→ TAREA REQUERIDA
Enumera todas las personas que se nombran en el fragmento sobre Marcel Schwob.

La curiosa paradoja de Marcel Schwob
La felicidad estos días ha sido mi descubrimiento tardío de Marcel Schwob (1867-1905). Pese a tener en mi biblioteca un ejemplar de Vidas imaginarias desde hace más de diez años, no lo leí hasta que la semana pasada llegó por correo la edición de sus Cuentos completos que acaba de publicar la editorial Páginas de Espuma, en una maravillosa edición y traducción de Mauro Armiño. Pensé equivocadamente que el escritor francés era autor de un solo libro, pero luego descubrí que esos cinco años intensos en los que se concentra prácticamente toda su obra -de 1891 a 1896- fueron suficientes para seis libros notables y setecientas páginas sin desperdicio.
Hay una curiosa paradoja en Schwob: escribía obsesivamente sobre la antigüedad grecolatina y la edad media, pero lo hacía rompiendo con las formas decimonónicas al uso y apuntando más bien a varios de los caminos por los que circularía la narrativa del futuro: en Vidas imaginarias están sus relatos inventados de personajes conocidos, de Empédocles a Petronio, a los que el Borges de La historia universal de la infamia les debe muchísimo; La cruzada de los niños es una historia contada a través de múltiples perspectivas, un modelo para el Faulkner de Mientras agonizo; en El libro de Monelle hay un prólogo que bien puede haber servido de punto de partida para todos los manifiestos vanguardistas del siglo veinte: "Esta es la palabra: Destruye, destruye, destruye. Destruye en ti mismo, destruye alrededor. Haz sitio para tu alma y para las demás almas… Destruye, pues toda creación viene de la destrucción… Y para imaginar un nuevo arte, hay que romper el arte antiguo… Pues toda construcción está hecha de escombros, y nada es nuevo en este mundo más que las formas".

Entradas de anotación de coordenadas
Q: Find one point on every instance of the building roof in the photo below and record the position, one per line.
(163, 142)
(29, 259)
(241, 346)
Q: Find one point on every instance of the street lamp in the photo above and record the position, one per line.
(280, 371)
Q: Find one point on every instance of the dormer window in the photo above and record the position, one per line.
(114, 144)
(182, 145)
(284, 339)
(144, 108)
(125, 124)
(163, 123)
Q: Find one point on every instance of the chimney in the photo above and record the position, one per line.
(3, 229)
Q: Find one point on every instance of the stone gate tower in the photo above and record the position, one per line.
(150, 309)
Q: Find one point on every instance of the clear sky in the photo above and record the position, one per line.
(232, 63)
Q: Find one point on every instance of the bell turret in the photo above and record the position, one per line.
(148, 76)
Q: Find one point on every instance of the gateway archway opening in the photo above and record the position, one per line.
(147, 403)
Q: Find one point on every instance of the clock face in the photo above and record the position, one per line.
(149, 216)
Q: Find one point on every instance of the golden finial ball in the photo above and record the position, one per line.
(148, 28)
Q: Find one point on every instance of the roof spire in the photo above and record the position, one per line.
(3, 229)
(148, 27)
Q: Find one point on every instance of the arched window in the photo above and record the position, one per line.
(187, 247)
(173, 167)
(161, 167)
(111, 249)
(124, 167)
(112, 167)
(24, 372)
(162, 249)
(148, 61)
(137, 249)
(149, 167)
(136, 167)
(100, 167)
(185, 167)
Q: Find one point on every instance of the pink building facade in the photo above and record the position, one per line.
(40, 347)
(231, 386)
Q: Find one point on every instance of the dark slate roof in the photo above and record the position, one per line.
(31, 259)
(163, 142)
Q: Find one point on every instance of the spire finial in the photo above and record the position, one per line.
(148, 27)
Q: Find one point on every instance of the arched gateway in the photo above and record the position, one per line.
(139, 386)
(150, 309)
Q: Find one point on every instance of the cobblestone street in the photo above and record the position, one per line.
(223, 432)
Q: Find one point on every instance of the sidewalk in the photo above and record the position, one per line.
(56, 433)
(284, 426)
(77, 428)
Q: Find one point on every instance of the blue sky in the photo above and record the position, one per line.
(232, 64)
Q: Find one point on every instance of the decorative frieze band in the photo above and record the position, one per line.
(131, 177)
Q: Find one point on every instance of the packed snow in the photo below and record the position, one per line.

→ RESULTADO DE LA TAREA
Marcel Schwob
Mauro Armiño
Empédocles
Petronio
Borges
Faulkner